* [DIRECTIVE]: Please put each line of the rows below into a Markdown table with two columns, No for its number and Text for the line itself. Leave out blank lines and the pictures.
# RECORDS start
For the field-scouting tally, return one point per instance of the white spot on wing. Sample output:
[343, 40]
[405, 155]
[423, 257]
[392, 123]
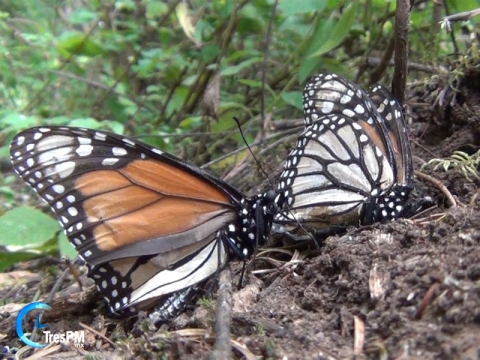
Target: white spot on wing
[84, 150]
[65, 169]
[116, 151]
[109, 161]
[58, 188]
# RECORDS end
* [SOLVED PROBLEM]:
| No | Text |
|---|---|
| 1 | For the field-scouting tally, return one point per instance of the white spot on wing. Sample output: |
| 2 | [343, 40] |
| 3 | [405, 155] |
| 4 | [423, 257] |
| 5 | [392, 123] |
| 6 | Target: white spot on wing |
| 7 | [84, 150] |
| 8 | [65, 169] |
| 9 | [116, 151] |
| 10 | [109, 161] |
| 11 | [58, 188] |